[Object outline annotations]
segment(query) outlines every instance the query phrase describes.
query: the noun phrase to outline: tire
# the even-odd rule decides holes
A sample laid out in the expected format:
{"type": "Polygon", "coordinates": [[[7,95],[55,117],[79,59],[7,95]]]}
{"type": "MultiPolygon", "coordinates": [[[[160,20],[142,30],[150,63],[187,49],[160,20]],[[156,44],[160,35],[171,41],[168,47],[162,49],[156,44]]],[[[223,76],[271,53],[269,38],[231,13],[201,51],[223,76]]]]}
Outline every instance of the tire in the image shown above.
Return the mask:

## What you need to do
Can you recast every line of the records above as a numbered list, skipping any blank lines?

## Written answer
1. segment(query) outlines every instance the query phrase describes.
2. query: the noun phrase to outline: tire
3. # the even-odd rule decides holes
4. A sample laid out in the expected format:
5. {"type": "Polygon", "coordinates": [[[7,95],[55,117],[79,59],[7,95]]]}
6. {"type": "MultiPolygon", "coordinates": [[[[160,20],[142,30],[150,63],[187,49],[160,20]],[[156,44],[160,35],[171,41],[168,47],[162,49],[156,44]]],[[[223,76],[271,53],[269,38],[231,13],[201,51],[223,76]]]]}
7. Outline every instance of the tire in the image shown above.
8. Return the mask:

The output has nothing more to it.